GIVEN PROBLEM =
Shift each coordinate in the answers by adding 57, and write out again every line between the one holding "Practice step: put one dot on the white background" and the end of the items, inclusive, with the requests kept in place.

***

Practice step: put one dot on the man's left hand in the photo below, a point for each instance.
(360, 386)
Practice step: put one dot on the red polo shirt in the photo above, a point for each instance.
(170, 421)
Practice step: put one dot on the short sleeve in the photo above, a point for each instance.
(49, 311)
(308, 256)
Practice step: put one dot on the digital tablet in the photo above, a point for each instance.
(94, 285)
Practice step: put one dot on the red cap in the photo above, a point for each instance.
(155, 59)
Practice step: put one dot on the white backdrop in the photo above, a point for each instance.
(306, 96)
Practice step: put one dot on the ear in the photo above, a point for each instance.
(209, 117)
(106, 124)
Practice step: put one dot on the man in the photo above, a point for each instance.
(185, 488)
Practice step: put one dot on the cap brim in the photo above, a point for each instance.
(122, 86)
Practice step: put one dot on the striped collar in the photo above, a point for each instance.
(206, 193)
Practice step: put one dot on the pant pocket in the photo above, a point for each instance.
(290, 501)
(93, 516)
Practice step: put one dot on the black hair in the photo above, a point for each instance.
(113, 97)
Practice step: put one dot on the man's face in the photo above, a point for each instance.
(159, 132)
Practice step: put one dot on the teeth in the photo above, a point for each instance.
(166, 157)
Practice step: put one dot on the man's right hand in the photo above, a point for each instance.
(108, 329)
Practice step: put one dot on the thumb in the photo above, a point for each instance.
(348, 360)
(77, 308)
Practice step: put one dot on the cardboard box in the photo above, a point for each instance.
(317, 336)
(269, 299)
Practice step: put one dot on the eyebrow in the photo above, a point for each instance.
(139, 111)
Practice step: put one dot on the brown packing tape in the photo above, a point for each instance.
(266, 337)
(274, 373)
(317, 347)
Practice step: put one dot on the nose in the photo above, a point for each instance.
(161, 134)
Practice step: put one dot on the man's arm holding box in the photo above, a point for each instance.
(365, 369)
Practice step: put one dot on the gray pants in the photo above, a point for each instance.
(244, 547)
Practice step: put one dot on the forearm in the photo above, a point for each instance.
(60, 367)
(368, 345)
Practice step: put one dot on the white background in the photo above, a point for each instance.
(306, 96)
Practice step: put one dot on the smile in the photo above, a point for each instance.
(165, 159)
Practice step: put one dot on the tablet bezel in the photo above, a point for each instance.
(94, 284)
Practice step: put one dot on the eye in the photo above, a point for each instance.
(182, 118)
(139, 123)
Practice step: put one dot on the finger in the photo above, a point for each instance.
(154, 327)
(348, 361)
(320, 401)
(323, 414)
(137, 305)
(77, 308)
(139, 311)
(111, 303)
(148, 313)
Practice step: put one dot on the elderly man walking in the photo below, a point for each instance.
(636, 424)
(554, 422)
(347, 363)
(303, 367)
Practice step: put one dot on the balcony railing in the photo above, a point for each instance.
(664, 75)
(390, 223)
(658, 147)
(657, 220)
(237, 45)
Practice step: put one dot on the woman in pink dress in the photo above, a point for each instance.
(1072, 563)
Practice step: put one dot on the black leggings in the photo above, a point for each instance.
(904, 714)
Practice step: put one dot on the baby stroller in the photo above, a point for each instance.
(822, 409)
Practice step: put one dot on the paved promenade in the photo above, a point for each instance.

***

RIGHT ANSWER =
Practice step: put one dot on the white background in the photo above, a point for each instance.
(363, 153)
Practice step: put one dot on the smile in the photo above, a point for each instance.
(222, 216)
Practice step: put one dot on the tablet bezel in the photo above, a point for each instance.
(151, 341)
Practice step: put one dot on the eye in the photo above, a point for each instance.
(239, 175)
(196, 180)
Practice step: put one dot on the finger in the photo above, a point for each instance.
(211, 384)
(405, 418)
(377, 458)
(380, 471)
(194, 362)
(134, 365)
(196, 368)
(168, 360)
(205, 370)
Practice step: put one dot on the elderly man walking in the photo below, a point for each instance.
(693, 481)
(611, 479)
(404, 420)
(360, 424)
Practice step: put one dot on the balcony railing in the photo above, a point for each instance.
(721, 132)
(447, 280)
(715, 204)
(714, 277)
(294, 102)
Practice step: put one dot on the woman in pink dress in the photo above, a point for each instance.
(1129, 620)
Practice step: put one dot on the black leggings in the photo above, a point for each instance.
(961, 771)
Practice step: put one dot on the baby stroller in the photo above, a point for each instance.
(879, 466)
Practice step: put one dot on the paved promenade in the photo above, a point for each instance.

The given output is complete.